## Given text
--- --- ---

In short, considerable research is still needed to demonstrate the model’s true explanatory value. However, evidence to date justifies continued support of such research.
Since health decisions are determined by a variety of personal, interpersonal and situational factors, attempts to induce people to change their health actions may successfully be undertaken at various points in the decision process. Efforts to minimize barriers to action, to maximize convenience and to provide intensive cues to action are believed to increase public acceptance of health programs. However, after all such attempts have been made, a group will remain which is not psychologically ready to act and which will, therefore, not respond to cues to seek health services. For that group persuasive efforts will need to be focused directly on their beliefs or their behavior.
The beliefs identified in the model (as well as the use of associated preventive health measures) are not distributed equally in the population. The beliefs and the behavior tend more to be exhibited by upper socioeconomic groups than by lower. Educational programs designed to increase the acceptance of the beliefs as well as the adoption of preventive health behavior should be directed primarily to the poorly educated, to those of lower income and to non-white groups. However, the very groups to be reached tend, through a process of self-selection, not to expose themselves to scientific and health information transmitted through the mass media. Also, the mass media have not been notably effective in changing existing beliefs and behavior, although sufficient research has not been done in health contexts. More emphasis should be placed on methods that employ personal influence in face-to-face contacts, an approach which is widely held to be effective in educating members of the affected groups, though very little relevant research evidence can be cited. Some new approaches described might be used in enhancing the effects of group discussion techniques. Moreover, research and demonstration are needed to determine the extent to which school health programs can exert a significant and lasting effect on the acquisition of health beliefs and behavior.

--- --- ---

## Your goal
In the text on health beliefs, which socioeconomic groups tend more to exhibit the beliefs and behavior? The items after this point are separate material with no connection to the text on health beliefs.

--- --- ---

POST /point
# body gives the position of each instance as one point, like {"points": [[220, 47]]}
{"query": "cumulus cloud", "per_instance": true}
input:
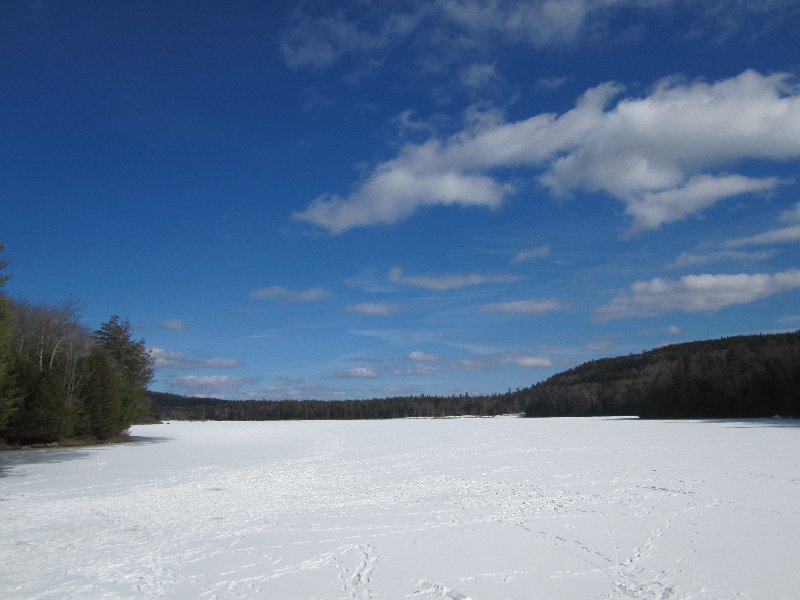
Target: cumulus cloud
{"points": [[660, 155], [288, 296], [697, 293], [170, 359], [524, 307], [441, 283], [174, 324], [377, 309]]}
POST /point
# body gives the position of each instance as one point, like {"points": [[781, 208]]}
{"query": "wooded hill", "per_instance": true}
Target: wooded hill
{"points": [[744, 376], [173, 406]]}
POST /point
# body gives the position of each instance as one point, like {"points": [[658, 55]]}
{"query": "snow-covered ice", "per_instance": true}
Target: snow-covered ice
{"points": [[502, 508]]}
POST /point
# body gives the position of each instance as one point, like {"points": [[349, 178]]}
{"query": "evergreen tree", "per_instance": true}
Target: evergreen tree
{"points": [[100, 411], [44, 415], [132, 362], [8, 396]]}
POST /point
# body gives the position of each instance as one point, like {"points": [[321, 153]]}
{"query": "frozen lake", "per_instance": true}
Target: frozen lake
{"points": [[502, 508]]}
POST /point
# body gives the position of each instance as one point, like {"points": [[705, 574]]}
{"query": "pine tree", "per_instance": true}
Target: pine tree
{"points": [[44, 415], [100, 411], [8, 396], [132, 362]]}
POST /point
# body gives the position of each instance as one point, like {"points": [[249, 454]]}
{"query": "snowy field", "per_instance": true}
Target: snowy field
{"points": [[502, 508]]}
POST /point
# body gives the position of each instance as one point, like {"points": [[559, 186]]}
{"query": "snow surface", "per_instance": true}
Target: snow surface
{"points": [[453, 509]]}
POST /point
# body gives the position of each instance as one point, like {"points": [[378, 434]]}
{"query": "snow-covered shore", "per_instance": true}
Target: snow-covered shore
{"points": [[455, 508]]}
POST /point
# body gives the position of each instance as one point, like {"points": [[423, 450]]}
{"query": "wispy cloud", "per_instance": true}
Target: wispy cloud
{"points": [[224, 386], [368, 30], [441, 283], [376, 309], [287, 295], [169, 359], [696, 293], [694, 259], [524, 307], [532, 254], [174, 324], [659, 154], [358, 373], [783, 235], [423, 356]]}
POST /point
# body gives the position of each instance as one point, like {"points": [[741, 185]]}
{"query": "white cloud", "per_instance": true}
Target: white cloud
{"points": [[659, 155], [419, 355], [652, 209], [696, 293], [170, 359], [479, 75], [532, 254], [287, 295], [442, 283], [377, 309], [367, 30], [318, 42], [690, 259], [531, 361], [209, 385], [783, 235], [174, 324], [524, 307], [358, 372], [792, 215]]}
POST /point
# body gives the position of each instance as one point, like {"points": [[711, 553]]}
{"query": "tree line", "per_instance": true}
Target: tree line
{"points": [[736, 377], [742, 376], [58, 379], [174, 406]]}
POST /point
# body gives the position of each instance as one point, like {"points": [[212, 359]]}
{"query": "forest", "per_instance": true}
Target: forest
{"points": [[59, 380], [743, 376], [736, 377]]}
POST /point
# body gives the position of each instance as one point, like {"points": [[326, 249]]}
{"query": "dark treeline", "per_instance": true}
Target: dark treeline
{"points": [[738, 377], [60, 380], [744, 376], [174, 406]]}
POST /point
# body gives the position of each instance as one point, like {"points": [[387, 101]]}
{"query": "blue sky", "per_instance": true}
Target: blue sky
{"points": [[364, 199]]}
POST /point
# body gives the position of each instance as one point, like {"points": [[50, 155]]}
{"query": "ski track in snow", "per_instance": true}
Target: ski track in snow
{"points": [[454, 509]]}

--- --- ---

## Reply
Upper socioeconomic groups.